The Centers for Medicare & Medicaid Services needs to do a better job of ensuring that terminated Medicaid providers in a particular state, including skilled nursing facilities, don’t reappear in another state, according to a new government report.

Under the Affordable Care Act, CMS established a database to enable federal regulators and state Medicaid agencies to share information about providers terminated “for cause” — for example, due to fraud.

This database has been updated in a woefully inadequate manner, according to a report released Thursday by the Department of Health and Human Services Office of Inspector General (OIG).

The database contained no entries from 17 states and the District of Columbia as of June 1, 2013, the OIG found. Furthermore, many of the entries refer to providers that were not terminated for cause but for other reasons, such as deceased physicians. Many of the data fields were incomplete, and crucial information such as the provider identification number frequently was missing.

**DATA SHOWN:**
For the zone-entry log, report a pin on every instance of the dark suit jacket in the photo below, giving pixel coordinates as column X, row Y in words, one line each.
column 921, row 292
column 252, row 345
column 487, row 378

**REQUIRED WORK:**
1. In the article about terminated Medicaid providers, as of what date did the database hold no entries from 17 states and the District of Columbia?
2. List every problem with the database that the article about terminated Medicaid providers reports the OIG found.
3. Write the next part of the article about terminated Medicaid providers, starting after its last sentence.

**ANSWER SET:**
1. June 1, 2013

2.
- It contained no entries from 17 states and the District of Columbia as of June 1, 2013.
- Many entries referred to providers that were not terminated for cause but for other reasons, such as deceased physicians.
- Many of the data fields were incomplete.
- Crucial information such as the provider identification number was frequently missing.

3.
Only two skilled nursing facilities were entered into the system as being terminated, the OIG report shows. A variety of provider types also had an unrealistically low number of entries, which might be in part because states are overusing the “other” provider designation. More than 1,200 records listed provider type as “other,” according to the report.

The report does not include any numbers as to how many terminated providers still might be receiving Medicaid payments, but the implication is that many could be. Without reliable interstate data, a provider conceivably could be terminated in one state but continue to bill Medicaid in another.

CMS should require each state’s Medicaid agency to report all terminated providers in the database and see that more complete data is furnished, the OIG recommended. The Medicaid agency concurred with all recommendations.